__What the exercise asks__:
Print the records exactly. Miss nothing.

---

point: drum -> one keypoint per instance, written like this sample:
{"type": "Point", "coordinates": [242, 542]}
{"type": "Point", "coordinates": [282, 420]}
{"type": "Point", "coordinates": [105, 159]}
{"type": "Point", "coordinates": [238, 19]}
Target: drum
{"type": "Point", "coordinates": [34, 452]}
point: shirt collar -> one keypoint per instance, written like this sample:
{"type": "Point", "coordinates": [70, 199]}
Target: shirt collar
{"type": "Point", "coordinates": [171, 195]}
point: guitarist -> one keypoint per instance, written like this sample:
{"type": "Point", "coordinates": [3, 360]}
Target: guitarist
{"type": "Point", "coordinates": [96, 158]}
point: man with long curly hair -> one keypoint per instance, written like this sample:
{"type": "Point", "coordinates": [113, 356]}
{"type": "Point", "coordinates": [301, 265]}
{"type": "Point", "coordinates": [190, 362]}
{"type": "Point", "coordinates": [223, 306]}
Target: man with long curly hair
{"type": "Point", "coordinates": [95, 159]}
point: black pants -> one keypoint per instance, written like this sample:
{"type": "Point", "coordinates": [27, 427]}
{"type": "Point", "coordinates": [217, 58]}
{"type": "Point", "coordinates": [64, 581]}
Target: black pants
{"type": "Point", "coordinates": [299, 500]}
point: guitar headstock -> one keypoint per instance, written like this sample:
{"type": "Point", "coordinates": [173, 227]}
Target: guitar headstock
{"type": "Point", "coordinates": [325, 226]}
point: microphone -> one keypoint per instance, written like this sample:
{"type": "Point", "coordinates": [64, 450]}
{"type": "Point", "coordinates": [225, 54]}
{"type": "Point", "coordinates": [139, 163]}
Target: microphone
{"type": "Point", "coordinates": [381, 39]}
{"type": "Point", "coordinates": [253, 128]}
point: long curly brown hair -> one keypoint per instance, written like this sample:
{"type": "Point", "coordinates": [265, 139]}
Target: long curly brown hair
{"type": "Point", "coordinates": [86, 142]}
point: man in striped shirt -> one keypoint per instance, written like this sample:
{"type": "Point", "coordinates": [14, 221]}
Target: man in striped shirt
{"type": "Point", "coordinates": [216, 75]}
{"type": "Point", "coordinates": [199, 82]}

---

__Written solution__:
point: drum -> one keypoint per instance, written like this sample:
{"type": "Point", "coordinates": [242, 542]}
{"type": "Point", "coordinates": [282, 420]}
{"type": "Point", "coordinates": [105, 159]}
{"type": "Point", "coordinates": [238, 19]}
Target: drum
{"type": "Point", "coordinates": [34, 452]}
point: shirt collar -> one keypoint per instance, written like this sample:
{"type": "Point", "coordinates": [70, 199]}
Target: shirt collar
{"type": "Point", "coordinates": [171, 195]}
point: guitarist -> one keypoint per instance, written like this sample:
{"type": "Point", "coordinates": [3, 360]}
Target: guitarist
{"type": "Point", "coordinates": [96, 158]}
point: man with long curly hair -> one keypoint per instance, written like this sample:
{"type": "Point", "coordinates": [113, 356]}
{"type": "Point", "coordinates": [301, 265]}
{"type": "Point", "coordinates": [190, 362]}
{"type": "Point", "coordinates": [223, 306]}
Target: man with long curly hair
{"type": "Point", "coordinates": [95, 159]}
point: black pants -> one keypoint per instance, written like this sample:
{"type": "Point", "coordinates": [27, 427]}
{"type": "Point", "coordinates": [217, 58]}
{"type": "Point", "coordinates": [64, 581]}
Target: black pants
{"type": "Point", "coordinates": [299, 500]}
point: guitar headstock -> one keypoint per instance, written like this sample:
{"type": "Point", "coordinates": [173, 227]}
Target: guitar headstock
{"type": "Point", "coordinates": [325, 226]}
point: microphone -> one keypoint per instance, written like this sample:
{"type": "Point", "coordinates": [64, 450]}
{"type": "Point", "coordinates": [225, 54]}
{"type": "Point", "coordinates": [139, 163]}
Target: microphone
{"type": "Point", "coordinates": [381, 39]}
{"type": "Point", "coordinates": [253, 128]}
point: long curly brown hair -> one keypoint per instance, written like this sample:
{"type": "Point", "coordinates": [265, 139]}
Target: long curly brown hair
{"type": "Point", "coordinates": [86, 142]}
point: man in striped shirt -> one keypoint per instance, written like this sample:
{"type": "Point", "coordinates": [14, 221]}
Target: man in striped shirt
{"type": "Point", "coordinates": [216, 75]}
{"type": "Point", "coordinates": [199, 82]}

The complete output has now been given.